Navigating the Perfume Market
The burden of niche perfumery more often than not is that the main thinking head for the house will be stuck at one level of perfume creation in the industry, that of her or his house. Take Serge Lutens. We would love to be able to report that besides his creative perfumery, he's also delved into more diverse and/or obscure, albeit no less meaningful endeavors. But no, his name remains attached for better or worse to his iconic label.
You as a customer do not need feel stuck in one style of perfumery.
By contrast, professional perfumers who work more like mercernaries, travelling from one tier of the perfume industry to another one, have the luxury of creating much more obscure opuses - in terms of glamour - just like shadows contrast with light. Those are the truly silent perfumes of expressive perfumers, ones that have a lesser amount of publicity to make them exercise their influence in the world of our senses...
So, which perfumes are the most famous and the least famous by eight perfumers we've rounded up to start off this list of contrasts?

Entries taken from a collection

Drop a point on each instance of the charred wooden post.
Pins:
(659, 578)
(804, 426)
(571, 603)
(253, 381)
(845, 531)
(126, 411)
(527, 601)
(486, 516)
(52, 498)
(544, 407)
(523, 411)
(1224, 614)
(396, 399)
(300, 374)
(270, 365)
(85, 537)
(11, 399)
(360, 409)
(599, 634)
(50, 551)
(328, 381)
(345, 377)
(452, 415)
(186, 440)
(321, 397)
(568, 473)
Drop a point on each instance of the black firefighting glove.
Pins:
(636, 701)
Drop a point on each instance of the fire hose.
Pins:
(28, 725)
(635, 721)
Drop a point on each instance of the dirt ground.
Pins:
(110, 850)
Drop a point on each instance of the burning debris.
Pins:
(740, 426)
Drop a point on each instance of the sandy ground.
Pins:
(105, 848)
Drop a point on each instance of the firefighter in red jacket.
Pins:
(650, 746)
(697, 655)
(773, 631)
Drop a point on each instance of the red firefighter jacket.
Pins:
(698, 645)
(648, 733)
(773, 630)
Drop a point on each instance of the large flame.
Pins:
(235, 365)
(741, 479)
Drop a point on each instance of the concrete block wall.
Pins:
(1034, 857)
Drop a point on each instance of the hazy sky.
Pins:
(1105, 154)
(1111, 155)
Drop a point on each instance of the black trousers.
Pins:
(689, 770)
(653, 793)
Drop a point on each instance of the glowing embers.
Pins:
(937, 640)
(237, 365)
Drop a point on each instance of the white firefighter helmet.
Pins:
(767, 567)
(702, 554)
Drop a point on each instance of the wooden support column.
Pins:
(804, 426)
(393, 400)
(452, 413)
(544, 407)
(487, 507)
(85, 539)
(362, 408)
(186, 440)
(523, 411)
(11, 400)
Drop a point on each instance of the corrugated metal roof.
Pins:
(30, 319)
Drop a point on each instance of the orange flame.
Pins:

Using the information:
A: In the perfume text, shorten the paragraph beginning "The burden of niche perfumery" while keeping its main facts.
B: Write out the passage of the perfume text between "By contrast, professional" and "list of contrasts?", inclusive.

Answers by item number:
A: In niche perfumery, a house's main creative mind usually stays at one level of perfume creation, that of the house. Serge Lutens is an example. He has not branched out from his creative perfumery into more diverse or obscure work, and his name remains tied to his iconic label.

B:
By contrast, professional perfumers who work more like mercernaries, travelling from one tier of the perfume industry to another one, have the luxury of creating much more obscure opuses - in terms of glamour - just like shadows contrast with light. Those are the truly silent perfumes of expressive perfumers, ones that have a lesser amount of publicity to make them exercise their influence in the world of our senses...
So, which perfumes are the most famous and the least famous by eight perfumers we've rounded up to start off this list of contrasts?